EXERCISE: Rewrite all the records below as a Markdown table with two columns: Row, for a running line number, and Line, for the line's text. Skip blank lines and leave the pictures out.

RAW DATA:

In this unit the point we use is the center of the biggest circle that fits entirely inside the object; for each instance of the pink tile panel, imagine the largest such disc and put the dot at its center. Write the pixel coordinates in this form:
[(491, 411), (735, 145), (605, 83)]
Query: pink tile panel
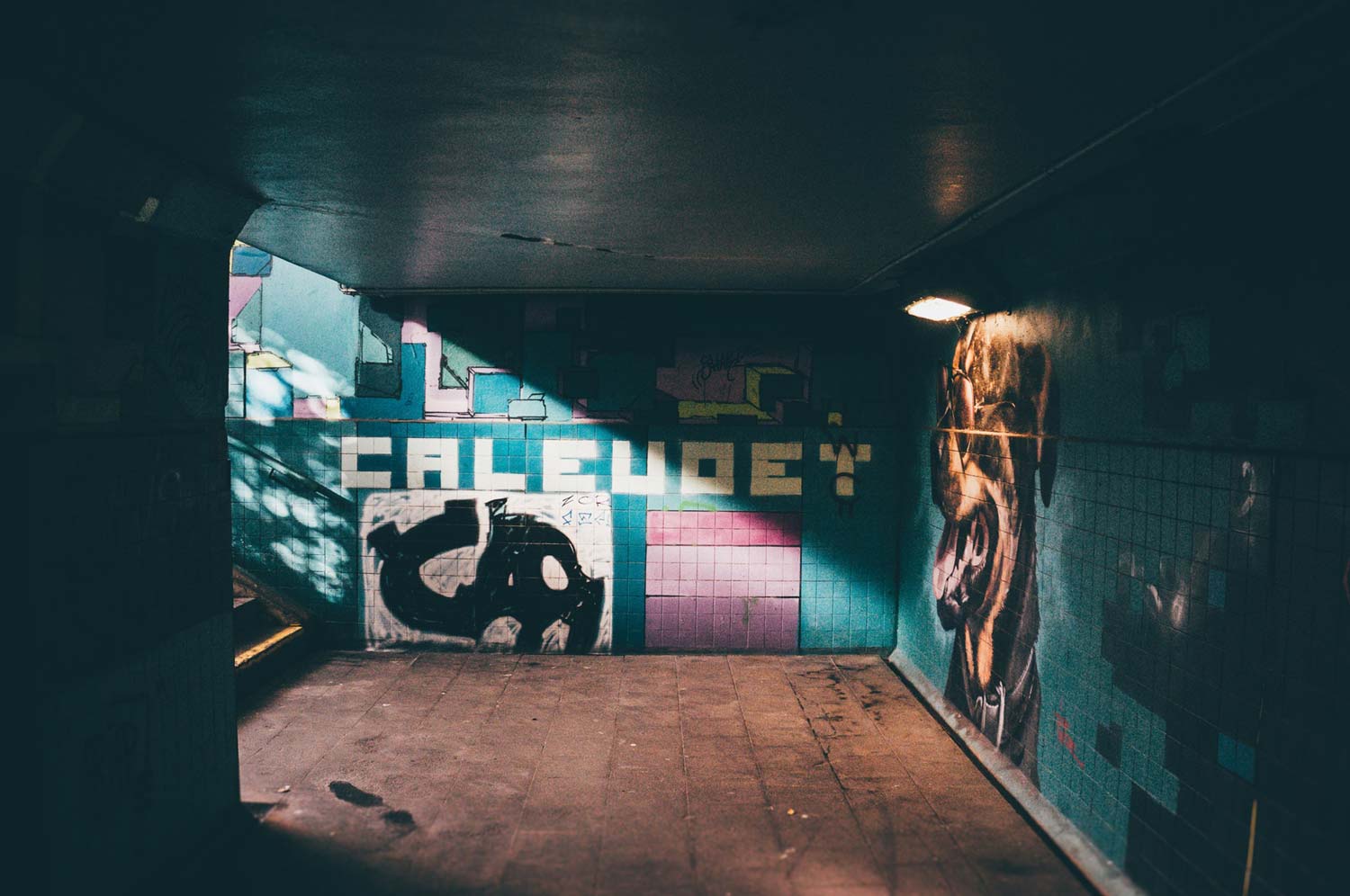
[(709, 623), (724, 528), (724, 571)]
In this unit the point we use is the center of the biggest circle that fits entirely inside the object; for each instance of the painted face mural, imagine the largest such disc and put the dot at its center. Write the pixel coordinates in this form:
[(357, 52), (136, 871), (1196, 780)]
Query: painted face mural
[(524, 572), (994, 404)]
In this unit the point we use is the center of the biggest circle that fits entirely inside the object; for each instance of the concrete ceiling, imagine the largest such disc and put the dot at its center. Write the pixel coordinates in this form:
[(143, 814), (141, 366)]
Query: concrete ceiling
[(629, 145)]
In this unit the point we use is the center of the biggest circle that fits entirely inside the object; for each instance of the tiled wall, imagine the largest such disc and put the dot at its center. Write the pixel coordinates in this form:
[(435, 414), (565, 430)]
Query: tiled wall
[(720, 477), (1166, 618)]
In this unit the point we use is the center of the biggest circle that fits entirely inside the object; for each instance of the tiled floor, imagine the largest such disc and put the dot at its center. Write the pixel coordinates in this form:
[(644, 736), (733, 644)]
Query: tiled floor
[(436, 772)]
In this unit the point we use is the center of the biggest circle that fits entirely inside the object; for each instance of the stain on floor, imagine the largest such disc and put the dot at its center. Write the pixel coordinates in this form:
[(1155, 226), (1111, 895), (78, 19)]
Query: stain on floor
[(618, 775)]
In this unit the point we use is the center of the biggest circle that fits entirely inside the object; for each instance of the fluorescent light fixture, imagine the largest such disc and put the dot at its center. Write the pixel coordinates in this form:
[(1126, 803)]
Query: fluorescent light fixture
[(934, 308)]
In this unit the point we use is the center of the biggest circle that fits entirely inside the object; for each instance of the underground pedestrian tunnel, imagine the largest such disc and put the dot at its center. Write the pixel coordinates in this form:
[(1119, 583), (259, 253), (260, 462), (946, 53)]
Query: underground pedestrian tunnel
[(678, 448)]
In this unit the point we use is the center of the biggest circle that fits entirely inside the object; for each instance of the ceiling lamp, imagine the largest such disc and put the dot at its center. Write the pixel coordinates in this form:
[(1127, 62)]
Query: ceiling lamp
[(940, 309)]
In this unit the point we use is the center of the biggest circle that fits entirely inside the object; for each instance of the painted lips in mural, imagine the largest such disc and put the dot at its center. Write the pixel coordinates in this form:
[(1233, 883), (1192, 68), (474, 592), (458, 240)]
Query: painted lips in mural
[(994, 404), (528, 571)]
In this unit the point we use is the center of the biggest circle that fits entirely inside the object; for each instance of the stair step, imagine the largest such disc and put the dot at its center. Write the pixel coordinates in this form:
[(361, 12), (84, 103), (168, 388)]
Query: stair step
[(254, 621), (273, 644)]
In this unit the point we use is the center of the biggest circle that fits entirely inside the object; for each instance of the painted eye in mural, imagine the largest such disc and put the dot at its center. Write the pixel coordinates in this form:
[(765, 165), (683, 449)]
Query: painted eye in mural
[(551, 571)]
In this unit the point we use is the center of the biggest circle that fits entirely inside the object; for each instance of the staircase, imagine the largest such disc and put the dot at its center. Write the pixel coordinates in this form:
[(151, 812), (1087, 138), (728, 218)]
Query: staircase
[(267, 632)]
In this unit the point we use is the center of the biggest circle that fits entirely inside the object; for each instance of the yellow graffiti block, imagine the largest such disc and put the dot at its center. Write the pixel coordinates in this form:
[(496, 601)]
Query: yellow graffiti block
[(712, 409), (267, 361), (755, 374)]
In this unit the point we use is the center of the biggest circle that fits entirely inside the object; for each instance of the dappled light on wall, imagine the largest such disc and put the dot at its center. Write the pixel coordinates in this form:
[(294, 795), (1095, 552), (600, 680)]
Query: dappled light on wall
[(629, 486)]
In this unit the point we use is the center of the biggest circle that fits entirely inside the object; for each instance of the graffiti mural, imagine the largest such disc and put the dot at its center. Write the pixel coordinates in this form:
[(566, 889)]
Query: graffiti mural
[(401, 470), (994, 402), (496, 571)]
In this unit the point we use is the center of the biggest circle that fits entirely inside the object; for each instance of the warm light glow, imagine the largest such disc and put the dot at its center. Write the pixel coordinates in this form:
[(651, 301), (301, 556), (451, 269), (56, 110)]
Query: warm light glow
[(934, 308)]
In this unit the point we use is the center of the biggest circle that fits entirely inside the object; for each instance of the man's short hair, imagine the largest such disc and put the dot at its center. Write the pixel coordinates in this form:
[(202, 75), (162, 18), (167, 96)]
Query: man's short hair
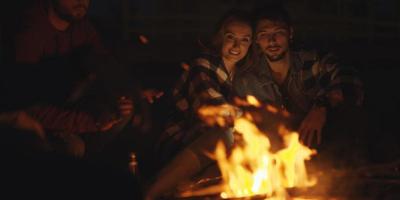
[(273, 12)]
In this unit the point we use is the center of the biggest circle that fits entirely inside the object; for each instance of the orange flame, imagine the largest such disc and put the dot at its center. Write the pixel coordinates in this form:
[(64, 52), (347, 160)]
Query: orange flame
[(253, 170)]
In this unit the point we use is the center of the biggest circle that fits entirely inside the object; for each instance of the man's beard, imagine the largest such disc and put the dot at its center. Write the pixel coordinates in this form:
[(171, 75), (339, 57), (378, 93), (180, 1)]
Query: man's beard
[(275, 58), (69, 17)]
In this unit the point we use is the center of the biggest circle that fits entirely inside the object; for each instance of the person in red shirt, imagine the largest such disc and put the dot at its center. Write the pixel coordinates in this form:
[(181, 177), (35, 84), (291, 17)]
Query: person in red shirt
[(64, 78)]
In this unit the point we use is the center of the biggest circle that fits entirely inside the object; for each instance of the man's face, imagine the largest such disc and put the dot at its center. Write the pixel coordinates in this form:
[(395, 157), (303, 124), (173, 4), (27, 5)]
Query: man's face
[(273, 39), (72, 9), (236, 41)]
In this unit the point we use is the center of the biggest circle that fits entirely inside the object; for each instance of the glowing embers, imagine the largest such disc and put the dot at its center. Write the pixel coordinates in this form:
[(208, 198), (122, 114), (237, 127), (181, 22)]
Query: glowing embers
[(251, 168)]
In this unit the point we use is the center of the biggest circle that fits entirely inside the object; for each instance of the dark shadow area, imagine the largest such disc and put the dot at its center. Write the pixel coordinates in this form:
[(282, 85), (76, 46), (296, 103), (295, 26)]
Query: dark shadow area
[(368, 41)]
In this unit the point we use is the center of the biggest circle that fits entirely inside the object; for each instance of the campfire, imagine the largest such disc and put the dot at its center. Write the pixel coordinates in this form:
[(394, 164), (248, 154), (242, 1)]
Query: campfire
[(251, 168)]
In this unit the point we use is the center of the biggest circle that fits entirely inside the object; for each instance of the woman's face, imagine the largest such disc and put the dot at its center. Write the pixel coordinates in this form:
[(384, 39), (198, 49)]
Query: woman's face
[(236, 41)]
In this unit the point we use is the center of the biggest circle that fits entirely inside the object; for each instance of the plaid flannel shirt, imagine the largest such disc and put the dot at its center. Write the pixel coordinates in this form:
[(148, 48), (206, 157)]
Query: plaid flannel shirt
[(207, 82), (309, 79)]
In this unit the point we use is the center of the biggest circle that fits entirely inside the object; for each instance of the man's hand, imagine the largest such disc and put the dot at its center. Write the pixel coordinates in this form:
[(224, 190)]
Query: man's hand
[(312, 125), (125, 109), (151, 94), (23, 121)]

SOLUTION FOR THIS PROBLEM:
| Row | Line |
|---|---|
| 1 | In this unit the point we use is the center of the biggest circle that fits entirely inside the object; for each instance of the pink tile panel, imagine the largest such disc and put the dot at its center. Write the pixel coordinates in this form: |
| 2 | [(491, 411), (735, 145), (605, 83)] |
| 3 | Query: pink tile panel |
| 4 | [(709, 623), (724, 528), (724, 571)] |
| 5 | In this unit the point we use is the center of the biggest circle that fits entirely inside the object; for each instance of the painted face mural, imagine the largest such disc and put the dot at its center. Write the pixel coordinates in this form: |
| 6 | [(357, 52), (136, 871), (1196, 780)] |
| 7 | Query: painted face mural |
| 8 | [(524, 572), (994, 404)] |
| 9 | In this unit the point we use is the center of the biggest circle that fits entirely inside the object; for each instance of the concrete ceiling, imagine the largest such disc and put the dot at its center. Write the pixel coordinates in this form: |
| 10 | [(143, 814), (141, 366)] |
| 11 | Query: concrete ceiling |
| 12 | [(629, 145)] |
| 13 | In this unit the point we use is the center of the biggest circle that fits entirely inside the object; for each instance of the tiled wall, imagine the largest such disc and put the dot at its center. Write the pixel coordinates in this form: |
| 14 | [(435, 414), (565, 430)] |
| 15 | Query: tiled wall |
| 16 | [(720, 477), (1166, 618)] |
| 17 | In this unit the point we use is the center of the biggest circle that fits entirely inside the object; for each instance of the tiled floor, imagine the largest such disc and put the dot at its center. Write the pixel coordinates in this form: |
| 18 | [(644, 736), (733, 644)] |
| 19 | Query: tiled floor |
| 20 | [(436, 772)] |
| 21 | In this unit the point we use is the center of the biggest circle that fits entirely inside the object; for each instance of the stain on floor, imagine the largest such disc and put the dot at its center. Write the pixel coordinates in this form: |
| 22 | [(1155, 226), (1111, 895), (78, 19)] |
| 23 | Query: stain on floor |
| 24 | [(618, 775)] |
| 25 | In this unit the point we use is the center of the biggest circle that fits entirely inside the object; for each instance of the fluorescent light fixture, imagine the largest such disc and put the dot at its center. Write the pixel coordinates in this form: |
| 26 | [(1126, 803)] |
| 27 | Query: fluorescent light fixture |
| 28 | [(934, 308)] |
| 29 | In this unit the point we use is the center of the biggest circle that fits entirely inside the object; for each instance of the underground pedestrian tunnel, imagine the largest such disc and put the dot at its center. Write the pixel coordinates in this form: |
| 30 | [(1119, 583), (259, 253), (260, 462), (946, 53)] |
| 31 | Query: underground pedestrian tunnel |
| 32 | [(678, 448)] |
| 33 | In this unit the point we use is the center of the biggest circle that fits entirely inside the object; for each instance of the ceiling lamp, imagine the largest such disc and put the dot at its center. Write the pixel coordinates in this form: |
| 34 | [(1127, 62)] |
| 35 | Query: ceiling lamp |
| 36 | [(940, 309)] |
| 37 | In this unit the point we use is the center of the biggest circle that fits entirely inside the object; for each instance of the painted lips in mural, imagine the largest such disc and put the dot at its center. Write the pixel coordinates in this form: |
| 38 | [(1233, 883), (1192, 68), (474, 592), (458, 240)] |
| 39 | Query: painted lips in mural |
| 40 | [(994, 404), (528, 571)] |
| 41 | In this unit the point we use is the center of the biggest circle that fits entirely inside the object; for each instance of the stair step, imagine the largest such disc and put the dot at its center. Write the pixel coordinates in this form: |
| 42 | [(361, 12), (84, 103), (168, 388)] |
| 43 | Query: stair step |
| 44 | [(254, 621), (273, 644)] |
| 45 | In this unit the point we use is the center of the biggest circle that fits entirely inside the object; for each instance of the painted eye in mural, imagine the largest such disc and put the dot at its center. Write the pixel coordinates in this form: |
| 46 | [(765, 165), (683, 449)] |
| 47 | Query: painted eye in mural |
| 48 | [(551, 571)] |
| 49 | In this unit the point we use is the center of the biggest circle that fits entirely inside the object; for each instance of the staircase, imagine the largest such disc and put the dot at its center. Write the pixel coordinates in this form: |
| 50 | [(151, 812), (1087, 138), (728, 218)] |
| 51 | Query: staircase |
| 52 | [(267, 632)] |
| 53 | In this unit the point we use is the center of the biggest circle that fits entirely inside the object; for each instance of the yellow graffiti block, imagine the largest such disc and put the dot at its center. Write the pixel coordinates in this form: |
| 54 | [(496, 601)] |
| 55 | Query: yellow graffiti block |
| 56 | [(712, 409), (267, 361), (755, 374)] |
| 57 | In this unit the point we use is the center of the biggest circle that fits entirely inside the object; for each instance of the dappled light on wall, imagine the largest such disc and put the dot at its center. Write the pixel coordinates in this form: |
| 58 | [(294, 795), (1095, 552), (600, 680)] |
| 59 | Query: dappled light on wall |
| 60 | [(629, 486)] |
| 61 | In this unit the point we use is the center of the biggest circle that fits entirely inside the object; for each instance of the graffiti mural, imagine the largest such disc and put the dot at its center. Write the pixel coordinates in this form: |
| 62 | [(566, 889)] |
| 63 | Query: graffiti mural |
| 64 | [(401, 470), (994, 402), (496, 571)] |
| 65 | In this unit the point we use is the center of the biggest circle that fits entirely inside the object; for each instance of the warm light glow, imagine the largest such disc and put the dot at its center. Write the pixel coordinates in this form: |
| 66 | [(651, 301), (301, 556), (451, 269), (56, 110)] |
| 67 | Query: warm light glow |
| 68 | [(934, 308)] |
| 69 | In this unit the point we use is the center of the biggest circle that fits entirely inside the object; for each instance of the man's short hair, imagine the largest such disc and put the dot at its center. Write the pixel coordinates in this form: |
| 70 | [(202, 75), (162, 18), (167, 96)] |
| 71 | Query: man's short hair |
| 72 | [(273, 12)] |
| 73 | In this unit the point we use is the center of the biggest circle that fits entirely inside the object; for each instance of the orange flame, imagine the largest such disc and put the dot at its center. Write the pixel coordinates in this form: |
| 74 | [(64, 52), (347, 160)] |
| 75 | Query: orange flame |
| 76 | [(253, 170)] |
| 77 | In this unit the point we use is the center of the biggest circle that fits entirely inside the object; for each instance of the man's beard, imagine the largest such disc and put the dot at its center. Write the pixel coordinates in this form: |
| 78 | [(171, 75), (339, 57), (378, 93), (180, 1)] |
| 79 | Query: man's beard |
| 80 | [(275, 58), (69, 17)] |
| 81 | In this unit the point we use is the center of the biggest circle that fits entirely inside the object; for each instance of the person in red shirt, imagine the largest such disc and put the dot at its center. Write the pixel coordinates in this form: |
| 82 | [(181, 177), (35, 84), (291, 17)] |
| 83 | Query: person in red shirt |
| 84 | [(64, 78)] |
| 85 | In this unit the point we use is the center of the biggest circle that fits entirely inside the object; for each instance of the man's face, imagine the largest such disc and put the dot at its center. Write the pixel coordinates in this form: |
| 86 | [(395, 157), (303, 124), (173, 4), (27, 5)] |
| 87 | Query: man's face |
| 88 | [(273, 39), (72, 9), (236, 41)] |
| 89 | In this unit the point we use is the center of the biggest circle that fits entirely inside the object; for each instance of the glowing embers, imagine the largest such disc and put the dot at its center. Write the pixel coordinates in this form: |
| 90 | [(208, 198), (122, 114), (237, 127), (181, 22)] |
| 91 | Query: glowing embers |
| 92 | [(251, 168)] |
| 93 | In this unit the point we use is the center of the biggest circle that fits entirely inside the object; for each instance of the dark shadow area, imagine the largest such disc and put the dot at its center. Write the pixel coordinates in this form: |
| 94 | [(282, 85), (76, 46), (296, 103), (295, 26)] |
| 95 | Query: dark shadow area |
| 96 | [(368, 41)] |
| 97 | In this unit the point we use is the center of the biggest circle that fits entirely inside the object; for each instance of the campfire, imagine the largest such disc and put the dot at its center. Write the pixel coordinates in this form: |
| 98 | [(394, 164), (248, 154), (242, 1)] |
| 99 | Query: campfire |
| 100 | [(251, 168)] |
| 101 | In this unit the point we use is the center of the biggest circle that fits entirely inside the object; for each instance of the woman's face, imagine the largest such disc and put the dot at its center. Write the pixel coordinates in this form: |
| 102 | [(384, 39), (198, 49)] |
| 103 | Query: woman's face |
| 104 | [(236, 41)] |
| 105 | In this unit the point we use is the center of the biggest circle that fits entirely inside the object; for each instance of the plaid flannel shirt, imagine the largest such disc and put the dot at its center. Write the pixel coordinates in this form: |
| 106 | [(148, 48), (206, 157)] |
| 107 | Query: plaid flannel shirt |
| 108 | [(207, 82), (309, 79)] |
| 109 | In this unit the point we use is the center of the biggest circle that fits entirely inside the object; for each instance of the man's hand, imagine the largest such disc and put the dot at its center. Write the pixel coordinates in this form: |
| 110 | [(224, 190)] |
| 111 | Query: man's hand |
| 112 | [(312, 125), (125, 109), (151, 94), (23, 121)] |